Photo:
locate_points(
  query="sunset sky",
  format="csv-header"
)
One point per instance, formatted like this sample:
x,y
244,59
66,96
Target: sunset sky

--- Stated task ---
Retype the items above line for line, keeping every character unchanged.

--- Full response ---
Photo:
locate_points(
  query="sunset sky",
  format="csv-header"
)
One point per instance, formatted like this sample:
x,y
244,59
66,96
Target: sunset sky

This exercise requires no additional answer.